**Quoted text**
◆ ◆ ◆
Conflicting Hermeneutics

Returning to Ricoeur’s Freud and Philosophy, the leading conclusion of book 1 is that “the home of meaning is not consciousness but something other than consciousness” (p. 55). A bit earlier, he develops an important notion of “reflection” he sees as rooted in Fichte, and perhaps more specifically the work of the French Fichtean Jean Nabert.

Reflection, he says, requires a work of deciphering; it is not a “return to the so-called evidence of immediate consciousness…. [R]eflection is not intuition” (p. 47). The Ego Cogito of Descartes is “given neither in a psychological evidence, nor in an intellectual intuition, nor in a mystical vision…. [I]t has to be ‘mediated’ by the ideas, actions, works, institutions, and monuments that objectify it” (p. 43). “A reflective philosophy is the contrary of a philosophy of the immediate…. [A] philosophy of reflection is not a philosophy of consciousness, if by consciousness we mean immediate self-consciousness” (pp. 43-44).
◆ ◆ ◆
**Problems to solve**
1) Collect every line of the records that contains the word "orange".
2) Please carry on the passage about reflection in Ricoeur's Freud and Philosophy, starting after its final sentence.
◆ ◆ ◆
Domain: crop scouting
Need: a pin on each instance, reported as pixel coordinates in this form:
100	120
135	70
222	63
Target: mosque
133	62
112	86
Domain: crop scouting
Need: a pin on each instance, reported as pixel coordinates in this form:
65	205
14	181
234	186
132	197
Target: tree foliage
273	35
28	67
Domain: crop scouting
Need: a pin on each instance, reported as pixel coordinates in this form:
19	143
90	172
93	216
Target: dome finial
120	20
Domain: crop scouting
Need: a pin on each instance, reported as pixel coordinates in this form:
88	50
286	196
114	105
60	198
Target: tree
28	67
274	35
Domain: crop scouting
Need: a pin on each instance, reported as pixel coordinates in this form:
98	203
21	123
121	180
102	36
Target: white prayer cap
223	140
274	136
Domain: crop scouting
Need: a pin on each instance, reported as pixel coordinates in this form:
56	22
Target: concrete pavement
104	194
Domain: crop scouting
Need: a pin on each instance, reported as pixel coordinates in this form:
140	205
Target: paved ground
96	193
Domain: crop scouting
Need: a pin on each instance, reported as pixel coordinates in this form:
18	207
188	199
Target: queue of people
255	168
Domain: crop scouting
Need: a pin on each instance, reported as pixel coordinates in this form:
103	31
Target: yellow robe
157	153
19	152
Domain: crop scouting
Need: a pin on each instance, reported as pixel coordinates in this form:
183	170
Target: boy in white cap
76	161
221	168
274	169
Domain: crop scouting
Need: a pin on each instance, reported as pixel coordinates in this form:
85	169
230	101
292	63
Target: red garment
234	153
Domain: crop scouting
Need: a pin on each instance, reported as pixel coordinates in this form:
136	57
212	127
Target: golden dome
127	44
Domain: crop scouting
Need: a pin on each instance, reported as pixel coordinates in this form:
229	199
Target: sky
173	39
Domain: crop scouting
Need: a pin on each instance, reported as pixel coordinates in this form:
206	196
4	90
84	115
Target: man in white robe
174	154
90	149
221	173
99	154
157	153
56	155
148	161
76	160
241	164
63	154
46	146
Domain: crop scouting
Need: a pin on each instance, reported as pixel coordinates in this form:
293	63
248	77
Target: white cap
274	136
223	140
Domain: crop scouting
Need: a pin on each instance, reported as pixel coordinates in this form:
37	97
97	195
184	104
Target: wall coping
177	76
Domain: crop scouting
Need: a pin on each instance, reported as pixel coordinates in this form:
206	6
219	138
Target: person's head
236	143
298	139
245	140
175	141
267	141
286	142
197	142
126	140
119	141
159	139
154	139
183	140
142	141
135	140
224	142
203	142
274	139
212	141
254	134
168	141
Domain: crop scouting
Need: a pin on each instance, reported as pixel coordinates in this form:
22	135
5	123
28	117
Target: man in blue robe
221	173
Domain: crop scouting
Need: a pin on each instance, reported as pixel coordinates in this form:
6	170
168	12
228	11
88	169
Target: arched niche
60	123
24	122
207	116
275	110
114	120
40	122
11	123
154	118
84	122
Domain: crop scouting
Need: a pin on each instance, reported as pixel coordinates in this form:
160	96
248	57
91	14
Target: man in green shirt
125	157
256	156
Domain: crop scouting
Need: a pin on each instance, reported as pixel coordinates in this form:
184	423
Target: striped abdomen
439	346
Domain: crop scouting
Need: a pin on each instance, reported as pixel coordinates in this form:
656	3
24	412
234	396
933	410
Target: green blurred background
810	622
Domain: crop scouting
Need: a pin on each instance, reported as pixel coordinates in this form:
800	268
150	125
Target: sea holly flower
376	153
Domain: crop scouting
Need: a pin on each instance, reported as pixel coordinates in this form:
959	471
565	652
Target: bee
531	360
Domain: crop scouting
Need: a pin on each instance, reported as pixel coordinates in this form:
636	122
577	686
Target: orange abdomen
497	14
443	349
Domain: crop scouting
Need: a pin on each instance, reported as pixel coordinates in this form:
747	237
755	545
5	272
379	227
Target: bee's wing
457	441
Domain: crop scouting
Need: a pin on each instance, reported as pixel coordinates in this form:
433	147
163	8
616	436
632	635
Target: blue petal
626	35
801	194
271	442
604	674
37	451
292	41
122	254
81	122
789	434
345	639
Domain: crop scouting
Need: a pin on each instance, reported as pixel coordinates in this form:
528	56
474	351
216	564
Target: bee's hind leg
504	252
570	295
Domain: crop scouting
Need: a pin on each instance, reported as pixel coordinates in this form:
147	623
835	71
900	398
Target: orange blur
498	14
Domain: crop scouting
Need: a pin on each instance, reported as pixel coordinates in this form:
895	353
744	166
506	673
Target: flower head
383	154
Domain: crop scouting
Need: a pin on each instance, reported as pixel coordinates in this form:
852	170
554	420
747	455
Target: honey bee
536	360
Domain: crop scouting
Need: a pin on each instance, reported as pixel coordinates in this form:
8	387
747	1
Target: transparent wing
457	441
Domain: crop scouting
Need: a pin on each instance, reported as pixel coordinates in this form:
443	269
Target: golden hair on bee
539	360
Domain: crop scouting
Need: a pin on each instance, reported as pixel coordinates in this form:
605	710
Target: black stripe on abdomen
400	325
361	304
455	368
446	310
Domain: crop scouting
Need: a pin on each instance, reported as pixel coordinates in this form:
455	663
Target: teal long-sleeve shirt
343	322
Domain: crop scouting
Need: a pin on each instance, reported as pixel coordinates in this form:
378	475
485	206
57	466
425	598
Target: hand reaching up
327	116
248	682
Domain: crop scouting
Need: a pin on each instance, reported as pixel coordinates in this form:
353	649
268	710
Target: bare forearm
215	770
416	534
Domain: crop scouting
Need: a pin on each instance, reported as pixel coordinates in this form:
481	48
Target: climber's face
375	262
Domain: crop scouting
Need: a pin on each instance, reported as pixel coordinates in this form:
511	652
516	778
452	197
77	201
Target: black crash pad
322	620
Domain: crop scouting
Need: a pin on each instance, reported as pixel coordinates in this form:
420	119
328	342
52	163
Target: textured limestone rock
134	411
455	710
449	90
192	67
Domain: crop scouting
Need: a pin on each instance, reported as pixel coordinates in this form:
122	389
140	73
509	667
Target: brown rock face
◆ ◆ ◆
**Final answers**
1)
Target: orange abdomen
Target: orange blur

2)
Such a mediation-first perspective is rare among existential-phenomenological thinkers, and seems to me to mark a significant advance, reconnecting with a key insight of Aristotle, Kant, and Hegel.

Earlier, he had stipulated what to me is a very narrow meaning for “interpretation”, tied to a clarification of the notion of symbols he had used in Symbolism of Evil. (My own usage of “interpretation” is closer to Ricoeur’s “reflection”.) He wants to say that a “symbol” is a discrete thing that has a double meaning — an immediate surface one and a deeper one — and that “interpretation” is specifically directed at such symbols. He objects to Ernst Cassirer’s very general use of “symbol” for any kind of signification in The Philosophy of Symbolic Forms, and distances himself from the broad but shallow usage of “interpretation” in Aristotle’s treatise that bears that name, pointing out that like Cassirer’s use of “symbol”, it covers all signification. (He doesn’t mention here that Aristotle’s own deeper hermeneutics — or semantic dialectic — is to be found distributed through other works.)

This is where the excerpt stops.